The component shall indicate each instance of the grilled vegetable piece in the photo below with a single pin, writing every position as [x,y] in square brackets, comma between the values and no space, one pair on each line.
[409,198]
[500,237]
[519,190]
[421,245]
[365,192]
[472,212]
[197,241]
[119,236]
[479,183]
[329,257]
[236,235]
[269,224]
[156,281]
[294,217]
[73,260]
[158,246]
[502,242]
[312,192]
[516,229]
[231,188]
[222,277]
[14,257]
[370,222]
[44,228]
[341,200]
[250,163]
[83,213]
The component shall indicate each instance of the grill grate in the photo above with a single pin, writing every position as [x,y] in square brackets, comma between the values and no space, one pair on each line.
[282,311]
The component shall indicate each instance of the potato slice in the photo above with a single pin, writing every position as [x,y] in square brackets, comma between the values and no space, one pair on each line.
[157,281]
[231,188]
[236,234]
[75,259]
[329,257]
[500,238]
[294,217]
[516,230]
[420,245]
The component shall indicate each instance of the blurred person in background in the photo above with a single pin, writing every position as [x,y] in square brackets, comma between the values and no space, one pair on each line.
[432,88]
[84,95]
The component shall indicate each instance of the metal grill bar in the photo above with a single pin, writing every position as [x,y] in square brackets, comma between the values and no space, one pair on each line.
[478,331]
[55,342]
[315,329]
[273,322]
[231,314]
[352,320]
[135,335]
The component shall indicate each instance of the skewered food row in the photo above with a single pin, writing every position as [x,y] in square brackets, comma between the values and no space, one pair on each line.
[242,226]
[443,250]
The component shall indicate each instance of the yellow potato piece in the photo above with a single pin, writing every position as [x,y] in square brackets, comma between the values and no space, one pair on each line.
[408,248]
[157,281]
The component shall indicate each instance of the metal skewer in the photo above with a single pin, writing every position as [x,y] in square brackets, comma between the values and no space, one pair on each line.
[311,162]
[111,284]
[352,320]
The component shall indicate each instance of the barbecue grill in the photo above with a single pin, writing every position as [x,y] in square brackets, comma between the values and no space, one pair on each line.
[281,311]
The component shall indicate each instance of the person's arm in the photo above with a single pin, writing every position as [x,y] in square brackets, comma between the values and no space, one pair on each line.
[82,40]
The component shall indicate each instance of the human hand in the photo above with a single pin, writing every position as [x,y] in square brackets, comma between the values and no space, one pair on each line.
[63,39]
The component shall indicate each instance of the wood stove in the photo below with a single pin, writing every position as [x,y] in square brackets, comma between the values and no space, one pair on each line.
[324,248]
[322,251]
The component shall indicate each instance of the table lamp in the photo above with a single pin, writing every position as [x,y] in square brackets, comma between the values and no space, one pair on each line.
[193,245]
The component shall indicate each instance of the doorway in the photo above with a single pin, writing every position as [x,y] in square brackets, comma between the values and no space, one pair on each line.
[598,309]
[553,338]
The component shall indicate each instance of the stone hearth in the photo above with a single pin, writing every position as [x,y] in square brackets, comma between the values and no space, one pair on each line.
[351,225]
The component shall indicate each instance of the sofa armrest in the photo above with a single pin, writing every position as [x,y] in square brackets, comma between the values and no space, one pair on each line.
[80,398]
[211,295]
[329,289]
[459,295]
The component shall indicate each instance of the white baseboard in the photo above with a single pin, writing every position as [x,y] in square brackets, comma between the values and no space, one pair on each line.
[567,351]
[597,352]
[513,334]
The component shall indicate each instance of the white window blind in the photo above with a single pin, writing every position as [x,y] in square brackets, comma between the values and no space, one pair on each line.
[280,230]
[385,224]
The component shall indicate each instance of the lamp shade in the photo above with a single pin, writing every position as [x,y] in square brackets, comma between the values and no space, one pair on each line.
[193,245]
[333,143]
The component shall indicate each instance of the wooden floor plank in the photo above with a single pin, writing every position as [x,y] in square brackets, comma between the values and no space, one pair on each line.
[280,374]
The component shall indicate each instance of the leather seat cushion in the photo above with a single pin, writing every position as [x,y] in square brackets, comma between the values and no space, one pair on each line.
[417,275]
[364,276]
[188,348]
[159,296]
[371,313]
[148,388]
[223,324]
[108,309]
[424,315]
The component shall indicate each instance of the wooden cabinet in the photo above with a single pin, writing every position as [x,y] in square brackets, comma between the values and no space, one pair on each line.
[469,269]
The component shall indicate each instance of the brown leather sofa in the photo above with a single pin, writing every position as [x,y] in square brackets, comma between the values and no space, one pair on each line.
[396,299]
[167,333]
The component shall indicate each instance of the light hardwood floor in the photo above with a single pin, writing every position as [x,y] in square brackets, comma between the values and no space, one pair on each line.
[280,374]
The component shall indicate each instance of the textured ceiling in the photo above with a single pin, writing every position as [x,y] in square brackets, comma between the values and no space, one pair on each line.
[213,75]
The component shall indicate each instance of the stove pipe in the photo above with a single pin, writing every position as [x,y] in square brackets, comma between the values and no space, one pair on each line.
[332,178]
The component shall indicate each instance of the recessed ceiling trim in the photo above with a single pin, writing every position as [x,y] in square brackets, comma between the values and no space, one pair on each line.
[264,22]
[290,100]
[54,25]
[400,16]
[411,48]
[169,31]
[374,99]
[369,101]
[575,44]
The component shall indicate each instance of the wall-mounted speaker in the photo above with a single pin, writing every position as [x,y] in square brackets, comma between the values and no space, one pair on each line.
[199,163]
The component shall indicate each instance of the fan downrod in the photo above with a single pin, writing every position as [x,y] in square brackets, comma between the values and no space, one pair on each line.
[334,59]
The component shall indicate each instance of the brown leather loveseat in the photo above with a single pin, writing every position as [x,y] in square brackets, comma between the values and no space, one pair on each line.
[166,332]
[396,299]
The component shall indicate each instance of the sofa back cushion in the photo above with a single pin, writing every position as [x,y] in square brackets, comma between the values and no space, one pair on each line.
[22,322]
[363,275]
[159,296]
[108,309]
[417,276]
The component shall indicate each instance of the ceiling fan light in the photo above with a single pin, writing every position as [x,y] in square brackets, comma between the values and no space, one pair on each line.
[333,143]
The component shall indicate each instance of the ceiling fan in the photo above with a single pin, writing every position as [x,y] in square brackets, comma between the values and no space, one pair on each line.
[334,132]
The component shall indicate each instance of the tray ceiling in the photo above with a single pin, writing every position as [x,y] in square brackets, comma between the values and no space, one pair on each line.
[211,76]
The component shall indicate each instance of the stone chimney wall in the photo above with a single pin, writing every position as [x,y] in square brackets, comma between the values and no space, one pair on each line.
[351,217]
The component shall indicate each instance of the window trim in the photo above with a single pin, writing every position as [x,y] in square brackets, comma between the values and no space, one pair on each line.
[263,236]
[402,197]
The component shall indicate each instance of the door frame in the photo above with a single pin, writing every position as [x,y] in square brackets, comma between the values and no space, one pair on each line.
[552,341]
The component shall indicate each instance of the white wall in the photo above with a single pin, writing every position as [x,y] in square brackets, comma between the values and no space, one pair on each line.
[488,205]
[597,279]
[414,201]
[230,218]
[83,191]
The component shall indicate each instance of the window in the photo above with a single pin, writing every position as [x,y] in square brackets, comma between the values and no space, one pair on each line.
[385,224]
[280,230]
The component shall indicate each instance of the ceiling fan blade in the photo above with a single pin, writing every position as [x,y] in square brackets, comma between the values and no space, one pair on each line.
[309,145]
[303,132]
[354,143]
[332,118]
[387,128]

**********

§ **EXERCISE DESCRIPTION**
Output each record exactly, leaving nothing out.

§ **FULL RESPONSE**
The component shall indicate each instance of the grilled vegetable piece in the photo below with a single pin, writing every position as [x,y] in square brackets, comma between the values and no space, one pair on each line.
[409,198]
[500,237]
[519,190]
[421,245]
[365,192]
[472,212]
[197,241]
[119,236]
[479,183]
[329,257]
[236,235]
[269,224]
[156,281]
[294,217]
[73,260]
[158,246]
[502,242]
[312,192]
[516,229]
[231,188]
[222,277]
[14,257]
[370,222]
[44,228]
[341,200]
[250,163]
[83,213]
The component shall indicate each instance of the grill grate in the photo above with a single pin, writing every position as [x,y] in square brackets, comma between the values and no space, one pair on each line.
[282,311]
The component shall indicate each instance of the potato slice in the photo above with a single pin, writing every position as [x,y] in square brackets, comma between the values and no space, one pair on each line.
[157,281]
[231,188]
[236,234]
[75,259]
[329,257]
[500,238]
[294,217]
[516,230]
[420,245]
The component shall indicate each instance of the blurred person in background in the photo above with a single pin, writing every position as [x,y] in square brackets, comma between the values and no space, one pair on each line.
[432,88]
[84,95]
The component shall indicate each instance of the metal grill bar in the photo above with a single pin, writing every position as [x,y] in square brackets, comma between the values and no space, one pair on each line.
[478,331]
[55,342]
[315,329]
[273,322]
[231,314]
[352,320]
[135,335]
The component shall indicate each instance of the skewered food row in the photo above with a single pin, writing every position as [x,y] in square brackets, comma between the values and no space, one pair on each line.
[242,226]
[443,250]
The component shall indicate each instance of the yellow potato piece in the photo above with a single pin, writing every position as [x,y] in square brackets, comma between the values and no space, one pair on each line.
[408,248]
[157,281]
The component shall indicate each instance of the metal skewer in the photo above with a single pin, writing every position as [x,y] in square brackets, comma between the values and no space, one pair on each line.
[311,162]
[111,284]
[352,320]
The component shall indicate each instance of the barbecue grill in the photo above with a single pin, writing every position as [x,y] in square brackets, comma between the values and no space, one pair on each line.
[281,311]
The component shall indicate each instance of the person's arm in the photo above with a single pin, writing every position as [x,y] in square brackets, comma between the values and no space, one pair on each line.
[82,40]
The component shall indicate each instance of the human hand in the photo above with a single pin, writing every position as [x,y] in square brackets, comma between the values and no space, one pair on each line.
[63,39]
The component shall indicate each instance of the wood stove in the photo below with a single pin, writing every position as [x,y] in square brackets, comma between the values and no space, one pair on each line.
[324,248]
[322,251]
The component shall indicate each instance of the table lamp in the photo above with a single pin, writing every position as [x,y] in square brackets, comma between the values and no space, one pair on each line.
[193,245]
The component shall indicate each instance of the doorway in the photo above with a single pin, writing every position as [x,y] in square brackets, comma between the values and no space, one pair on each line.
[598,309]
[553,338]
The component shall indicate each instance of the stone hearth in the photo above with a single pin, writing every position as [x,y] in square brackets, comma between the values and no space, one pair on each line.
[351,225]
The component shall indicate each instance of the sofa armrest in the photo above with a single pin, writing every position as [x,y] in square brackets, comma between the values and no space, one pair on each line.
[80,398]
[211,295]
[329,289]
[459,295]
The component shall indicate each instance of the white baseboard in the photo above with a single pin, writing every position as [x,y] in square brackets, comma between the values and no space, one pair on each line.
[567,351]
[597,352]
[513,334]
The component shall indicate each instance of the white window blind in the photo above with a single pin, writing every position as [x,y] in square brackets, comma between the values and no space, one pair on each line.
[280,230]
[385,224]
The component shall indicate each instance of the lamp shade in the photo above with a single pin, writing every position as [x,y] in square brackets, comma between the values and no space, one pair on each line.
[193,245]
[333,143]
The component shall indicate each instance of the wooden floor plank in the photo above with a single pin, writing every position as [x,y] in square brackets, comma between the values and no space, one pair on each line.
[280,374]
The component shall indicate each instance of the leather seat cushion in the photo above with a single pin, writing every position as [x,y] in square brackets, comma between the values and no space, one pair on each line.
[417,275]
[364,276]
[188,348]
[159,296]
[371,313]
[148,388]
[223,324]
[108,309]
[424,315]
The component shall indicate each instance of the wooden cabinet in the photo above with a single pin, writing every position as [x,y] in square brackets, comma between the values and no space, one pair on each line.
[469,269]
The component shall indicate each instance of the brown leather sofa in the photo above with a single pin, writing every position as [x,y] in square brackets, comma between the values and no space, one pair on each line.
[396,299]
[167,333]
The component shall indicate each instance of the light hardwood floor in the photo above with a single pin, writing every position as [x,y] in square brackets, comma between the values and no space, one pair on each line.
[280,374]
The component shall indicate each instance of the textured ceiling in the photo above with a single pin, writing every position as [x,y] in square brackets, comma between the values and no space, one pair on each line.
[213,75]
The component shall indicate each instance of the stove pipe in the photo above with a single pin, writing every position as [x,y] in square brackets, comma between the values and no space, one pair on each line.
[332,178]
The component shall indicate each instance of the recessed ceiling trim in the photo above with a single pin, writing every position as [x,y] in square brackets, comma between the values and no space, one pair on each line.
[264,22]
[290,100]
[54,25]
[400,16]
[411,48]
[169,31]
[374,99]
[369,101]
[575,44]
The component shall indicate each instance of the wall-mounted speaker in the photo above with a single pin, writing every position as [x,y] in square brackets, comma between the values and no space, one pair on each line.
[199,163]
The component shall indicate each instance of the fan downrod in the photo above with a single pin, writing every position as [x,y] in square brackets, comma between the values and no space, one pair on each line.
[334,59]
The component shall indicate each instance of the brown leather loveseat in the photo above with a single pin, writing every position as [x,y] in square brackets, comma between the values and no space, one pair on each line.
[166,332]
[396,299]
The component shall indicate each instance of the sofa back cushion in the photo above with a single pin, writing every position as [x,y] in square brackets, comma between the values and no space, one pair on each line.
[22,322]
[363,275]
[159,296]
[108,309]
[417,276]
The component shall indicate each instance of the ceiling fan light in the photo above with a single pin, writing every position as [x,y] in square brackets, comma between the values and no space, one pair on each line.
[333,143]
The component shall indicate each instance of the ceiling fan in the photo above with a single pin, writing every position as [x,y] in square brackets, comma between the values and no space, one pair on each line.
[334,132]
The component shall indicate each instance of the tray ceiling in the photo above with a single pin, writing every position as [x,y] in square brackets, comma between the values and no space, one pair on each line.
[211,76]
The component shall indicate each instance of the stone chimney wall in the photo above with a single pin, writing every position as [x,y] in square brackets, comma between the values and no space, one pair on each line.
[351,217]
The component shall indicate each instance of the window trim in the photo above with a single pin, writing every position as [x,y] in square brackets, comma between the values and no space, one pair on each line.
[263,236]
[402,197]
The component shall indicate each instance of the door frame in the photo above with a single pin, writing every position as [x,y] in square brackets, comma between the values and no space, one pair on each line.
[552,341]
The component shall indicate each instance of the white wall in the photo above with a single pin, writing every position as [x,y] in square brackets, comma between the values and no space, one pair on each line.
[488,205]
[597,279]
[414,201]
[230,218]
[83,191]
The component shall indicate each instance of the window in the photo above with a single pin, writing every position as [x,y] in square brackets, comma between the values and no space, one pair on each line.
[385,224]
[280,230]
The component shall indicate each instance of the ceiling fan blade in the photo above with a single pin, writing every position as [x,y] in square brackets, comma between the values and no space, one pair on each line.
[309,145]
[303,132]
[354,143]
[332,118]
[387,128]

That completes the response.